___ Stored records

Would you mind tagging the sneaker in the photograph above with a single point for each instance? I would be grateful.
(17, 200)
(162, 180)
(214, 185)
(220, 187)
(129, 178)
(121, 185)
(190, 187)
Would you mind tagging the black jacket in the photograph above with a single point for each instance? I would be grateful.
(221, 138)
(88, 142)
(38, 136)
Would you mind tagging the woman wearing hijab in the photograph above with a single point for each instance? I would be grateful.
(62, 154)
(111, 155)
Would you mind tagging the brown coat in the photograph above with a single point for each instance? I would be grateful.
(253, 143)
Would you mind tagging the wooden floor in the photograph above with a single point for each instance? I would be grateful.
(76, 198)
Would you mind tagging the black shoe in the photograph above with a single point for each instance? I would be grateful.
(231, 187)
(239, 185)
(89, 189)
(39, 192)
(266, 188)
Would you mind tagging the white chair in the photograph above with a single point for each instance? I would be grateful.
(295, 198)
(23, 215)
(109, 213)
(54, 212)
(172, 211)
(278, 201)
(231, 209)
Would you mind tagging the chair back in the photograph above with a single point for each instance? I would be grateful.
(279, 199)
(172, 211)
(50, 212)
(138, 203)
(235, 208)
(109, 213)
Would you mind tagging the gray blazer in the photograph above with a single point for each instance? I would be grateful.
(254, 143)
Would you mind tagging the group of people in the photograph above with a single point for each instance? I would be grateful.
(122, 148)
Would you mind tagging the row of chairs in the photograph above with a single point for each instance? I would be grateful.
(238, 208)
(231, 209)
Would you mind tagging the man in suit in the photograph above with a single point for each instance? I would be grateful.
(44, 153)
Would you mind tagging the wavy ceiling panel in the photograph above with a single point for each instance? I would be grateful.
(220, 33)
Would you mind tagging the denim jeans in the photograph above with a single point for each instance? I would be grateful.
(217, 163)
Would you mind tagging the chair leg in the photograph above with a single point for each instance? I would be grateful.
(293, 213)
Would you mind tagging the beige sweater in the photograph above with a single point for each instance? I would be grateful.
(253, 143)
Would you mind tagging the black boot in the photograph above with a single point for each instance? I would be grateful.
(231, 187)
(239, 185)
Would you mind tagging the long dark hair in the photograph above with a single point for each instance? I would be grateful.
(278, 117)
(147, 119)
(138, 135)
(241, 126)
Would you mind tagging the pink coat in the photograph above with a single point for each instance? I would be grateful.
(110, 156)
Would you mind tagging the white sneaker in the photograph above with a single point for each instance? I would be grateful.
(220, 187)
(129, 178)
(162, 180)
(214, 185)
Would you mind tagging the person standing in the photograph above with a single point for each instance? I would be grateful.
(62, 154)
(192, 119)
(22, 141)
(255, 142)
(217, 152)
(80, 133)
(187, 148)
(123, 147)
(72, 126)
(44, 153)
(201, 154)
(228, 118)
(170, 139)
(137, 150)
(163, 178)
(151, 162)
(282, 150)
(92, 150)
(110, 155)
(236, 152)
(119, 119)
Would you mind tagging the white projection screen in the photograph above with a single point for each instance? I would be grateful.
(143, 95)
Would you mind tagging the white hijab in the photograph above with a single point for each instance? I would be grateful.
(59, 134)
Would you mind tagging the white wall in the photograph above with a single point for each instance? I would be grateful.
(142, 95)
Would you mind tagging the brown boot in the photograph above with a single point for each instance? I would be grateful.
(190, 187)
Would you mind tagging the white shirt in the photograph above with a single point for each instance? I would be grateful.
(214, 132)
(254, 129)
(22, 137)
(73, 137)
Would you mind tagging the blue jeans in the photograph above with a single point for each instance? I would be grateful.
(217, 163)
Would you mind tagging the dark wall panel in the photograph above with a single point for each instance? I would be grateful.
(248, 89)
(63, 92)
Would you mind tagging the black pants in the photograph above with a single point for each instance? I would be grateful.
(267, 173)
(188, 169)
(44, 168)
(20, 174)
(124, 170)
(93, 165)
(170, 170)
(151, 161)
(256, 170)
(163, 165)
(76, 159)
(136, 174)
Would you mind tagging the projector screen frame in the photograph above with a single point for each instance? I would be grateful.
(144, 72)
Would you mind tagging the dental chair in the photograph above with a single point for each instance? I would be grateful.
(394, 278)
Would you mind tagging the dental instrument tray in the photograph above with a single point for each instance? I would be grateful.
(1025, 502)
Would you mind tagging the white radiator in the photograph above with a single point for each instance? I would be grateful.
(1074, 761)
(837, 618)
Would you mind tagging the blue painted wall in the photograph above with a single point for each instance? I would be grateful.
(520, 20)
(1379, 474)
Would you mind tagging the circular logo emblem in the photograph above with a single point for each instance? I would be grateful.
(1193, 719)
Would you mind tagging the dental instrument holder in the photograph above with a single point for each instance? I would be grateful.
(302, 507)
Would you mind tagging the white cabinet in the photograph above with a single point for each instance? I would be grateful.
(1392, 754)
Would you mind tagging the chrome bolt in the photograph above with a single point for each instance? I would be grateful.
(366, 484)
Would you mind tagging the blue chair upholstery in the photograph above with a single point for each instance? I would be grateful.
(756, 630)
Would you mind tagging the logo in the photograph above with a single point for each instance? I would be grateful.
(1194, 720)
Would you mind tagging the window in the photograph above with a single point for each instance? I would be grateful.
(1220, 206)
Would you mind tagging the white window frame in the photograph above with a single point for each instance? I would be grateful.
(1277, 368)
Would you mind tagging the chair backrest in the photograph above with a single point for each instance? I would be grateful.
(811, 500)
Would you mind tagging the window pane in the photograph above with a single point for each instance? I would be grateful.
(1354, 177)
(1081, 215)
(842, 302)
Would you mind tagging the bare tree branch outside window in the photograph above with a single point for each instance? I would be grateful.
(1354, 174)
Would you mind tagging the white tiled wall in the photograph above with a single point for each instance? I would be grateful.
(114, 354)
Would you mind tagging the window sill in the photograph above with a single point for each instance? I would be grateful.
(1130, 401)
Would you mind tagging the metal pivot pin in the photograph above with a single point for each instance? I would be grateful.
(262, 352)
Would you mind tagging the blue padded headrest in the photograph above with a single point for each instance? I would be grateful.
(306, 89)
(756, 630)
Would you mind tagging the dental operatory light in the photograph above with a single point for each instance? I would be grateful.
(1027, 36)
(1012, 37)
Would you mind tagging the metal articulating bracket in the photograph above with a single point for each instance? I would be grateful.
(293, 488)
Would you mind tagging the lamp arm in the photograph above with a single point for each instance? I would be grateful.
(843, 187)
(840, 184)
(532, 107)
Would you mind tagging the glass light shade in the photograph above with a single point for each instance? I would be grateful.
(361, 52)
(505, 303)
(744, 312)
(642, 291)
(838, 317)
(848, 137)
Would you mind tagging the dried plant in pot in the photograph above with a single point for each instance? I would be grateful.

______

Task to carry out
Convert all the rows above into a JSON list of strings, one string per line, leaving out any blank lines.

Exercise answer
[
  "Would you mind tagging the sneaker in the photograph above with a single point for each instance? I would be grateful.",
  "(17, 200)",
  "(162, 180)",
  "(214, 185)",
  "(220, 187)",
  "(129, 178)",
  "(121, 185)",
  "(190, 187)",
  "Would you mind tagging the black jacket in the photograph above with a single point for each instance? I would be grateful.",
  "(221, 138)",
  "(88, 142)",
  "(38, 136)",
  "Would you mind tagging the woman wearing hijab in the photograph above with a single point for each instance? I would be grateful.",
  "(62, 154)",
  "(111, 155)",
  "Would you mind tagging the brown coat in the photograph above with a single point for each instance? I would be grateful.",
  "(253, 143)",
  "Would you mind tagging the wooden floor in the photograph above with a single point for each instance? I would be grateful.",
  "(76, 198)",
  "Would you mind tagging the black shoe in the photograph above with a single point for each instance? I would be grateful.",
  "(231, 187)",
  "(239, 185)",
  "(89, 189)",
  "(39, 192)",
  "(266, 188)",
  "Would you mind tagging the white chair in the photograph above with a single point for each instance? I would be grateful.",
  "(295, 198)",
  "(23, 215)",
  "(109, 213)",
  "(54, 212)",
  "(172, 211)",
  "(278, 201)",
  "(231, 209)",
  "Would you mind tagging the chair back in the photograph above with a single point for each instance? I would be grateful.",
  "(279, 199)",
  "(172, 211)",
  "(50, 212)",
  "(138, 203)",
  "(235, 208)",
  "(109, 213)",
  "Would you mind tagging the gray blazer in the photograph above with a single point for each instance? I would be grateful.",
  "(254, 143)",
  "Would you mind tagging the group of people in the photograph above with a single point for each instance? I would be grateful.",
  "(122, 148)",
  "Would you mind tagging the row of chairs in the photograph above with a single point for each instance? I would be grateful.",
  "(238, 208)",
  "(231, 209)",
  "Would you mind tagging the man in suit in the photograph above with a single point for each instance? I would be grateful.",
  "(44, 153)",
  "Would you mind tagging the wavy ceiling panel in the photograph above with a single point for each instance? I would be grateful.",
  "(220, 33)",
  "Would you mind tagging the denim jeans in the photograph above with a single point for each instance? I would be grateful.",
  "(217, 163)",
  "Would you mind tagging the chair leg in the photograph above with a single point for each instance? I would be grateful.",
  "(293, 213)",
  "Would you mind tagging the beige sweater in the photograph above with a single point for each instance? I would be grateful.",
  "(253, 143)",
  "Would you mind tagging the black boot in the photograph above with a single point for each instance? I would be grateful.",
  "(231, 187)",
  "(239, 185)",
  "Would you mind tagging the long dark hair in the photograph above with a single point for each instance? I would be grateful.",
  "(278, 117)",
  "(147, 119)",
  "(138, 135)",
  "(241, 126)",
  "Would you mind tagging the pink coat in the photograph above with a single point for each instance? I would be grateful.",
  "(110, 156)",
  "Would you mind tagging the white sneaker in the photograph above with a single point for each instance? I would be grateful.",
  "(220, 187)",
  "(129, 178)",
  "(162, 180)",
  "(214, 185)",
  "Would you mind tagging the person standing in the photograph above with a single point for each instance? I would be grateful.",
  "(62, 154)",
  "(192, 119)",
  "(22, 141)",
  "(255, 142)",
  "(217, 152)",
  "(80, 133)",
  "(187, 148)",
  "(123, 147)",
  "(72, 126)",
  "(44, 153)",
  "(201, 154)",
  "(228, 118)",
  "(170, 139)",
  "(137, 150)",
  "(163, 178)",
  "(151, 162)",
  "(282, 150)",
  "(92, 150)",
  "(110, 155)",
  "(236, 152)",
  "(119, 119)",
  "Would you mind tagging the white projection screen in the photograph above with a single point for each instance? I would be grateful.",
  "(143, 95)",
  "Would you mind tagging the white hijab in the photograph above with a single point for each instance? I would be grateful.",
  "(59, 134)",
  "Would you mind tagging the white wall in the photograph above with a single point for each instance? I would be grateful.",
  "(142, 95)",
  "Would you mind tagging the brown boot in the photograph above with a single point for each instance? I would be grateful.",
  "(190, 187)",
  "Would you mind tagging the white shirt in the photograph above with a single point for each instance? I would be grateful.",
  "(214, 132)",
  "(254, 129)",
  "(22, 137)",
  "(73, 137)",
  "Would you mind tagging the blue jeans in the photograph above with a single point for each instance? I would be grateful.",
  "(217, 163)",
  "Would you mind tagging the dark wall panel in the photograph above with a single point for each instance? I would be grateful.",
  "(248, 89)",
  "(63, 92)",
  "Would you mind tagging the black pants in the photograph above with a single point for each instance? I would be grateful.",
  "(267, 173)",
  "(188, 169)",
  "(44, 168)",
  "(20, 174)",
  "(124, 170)",
  "(93, 165)",
  "(170, 170)",
  "(151, 161)",
  "(256, 170)",
  "(163, 165)",
  "(76, 159)",
  "(136, 174)",
  "Would you mind tagging the projector screen frame in the photograph above with a single point for each instance? I would be grateful.",
  "(144, 72)",
  "Would you mind tagging the dental chair in the photograph above with a single point for each instance? I would be grateful.",
  "(394, 278)",
  "Would you mind tagging the dental instrument tray in the photograph above with a single point for each instance? I would be grateful.",
  "(1025, 502)",
  "Would you mind tagging the white radiator in the photograph above with a single point for each instance? I would be grateful.",
  "(1074, 761)",
  "(837, 618)",
  "Would you mind tagging the blue painted wall in the photograph above with a single point for each instance? I would be grateful.",
  "(520, 20)",
  "(1379, 474)",
  "Would you mind tagging the circular logo emblem in the photograph above with a single point for each instance? I would be grateful.",
  "(1193, 719)",
  "Would you mind tagging the dental instrument holder in the photograph above with a single point for each instance? I would be grateful.",
  "(302, 507)",
  "Would you mind tagging the white cabinet in the photograph above with a single point for each instance? I would be grateful.",
  "(1392, 754)",
  "Would you mind tagging the chrome bolt in the photograph above with a single point for each instance? I would be grateful.",
  "(366, 484)",
  "Would you mind tagging the blue chair upholstery in the photograph above with a single point for each instance? I would be grateful.",
  "(756, 630)",
  "Would you mind tagging the logo in the photograph above with a single point for each instance? I would be grateful.",
  "(1194, 720)",
  "Would you mind tagging the window in the photograph above with a single point for each instance? I would be grateful.",
  "(1220, 206)",
  "Would you mind tagging the white window frame in the photograph above with a single point for each instance? I would be grateful.",
  "(1277, 368)",
  "Would you mind tagging the chair backrest in the photograph above with a single point for each instance? I would be grateful.",
  "(811, 500)",
  "Would you mind tagging the window pane in the photograph above with a single point for each instance? I would be grateful.",
  "(1354, 177)",
  "(1081, 215)",
  "(842, 302)",
  "Would you mind tagging the bare tree branch outside window in the photograph above with a single point for each instance? I would be grateful.",
  "(1354, 174)",
  "Would you mind tagging the white tiled wall in the photograph above with a single point for each instance? I would be grateful.",
  "(114, 354)",
  "Would you mind tagging the window sill in the photograph above with a single point for each instance? I would be grateful.",
  "(1130, 401)",
  "Would you mind tagging the metal pivot pin in the photograph above with a single point for each instance? I would be grateful.",
  "(262, 352)",
  "Would you mind tagging the blue padded headrest in the photograph above with a single point for each instance? I would be grateful.",
  "(306, 89)",
  "(756, 630)",
  "Would you mind tagging the dental operatory light in the photograph above with a single point for each instance? I would be grateful.",
  "(1027, 36)",
  "(1012, 37)",
  "Would you mind tagging the metal articulating bracket in the photograph above with a single point for each instance? I would be grateful.",
  "(293, 488)",
  "Would you mind tagging the lamp arm in the photograph above with a single point for each instance? I would be grateful.",
  "(843, 187)",
  "(840, 184)",
  "(532, 107)",
  "Would you mind tagging the glass light shade in the photograph above with a single point for each instance? I would be grateful.",
  "(361, 52)",
  "(505, 303)",
  "(744, 312)",
  "(642, 291)",
  "(838, 317)",
  "(848, 137)",
  "Would you mind tagging the dried plant in pot in the photograph above with a single point for each instance? I would be grateful."
]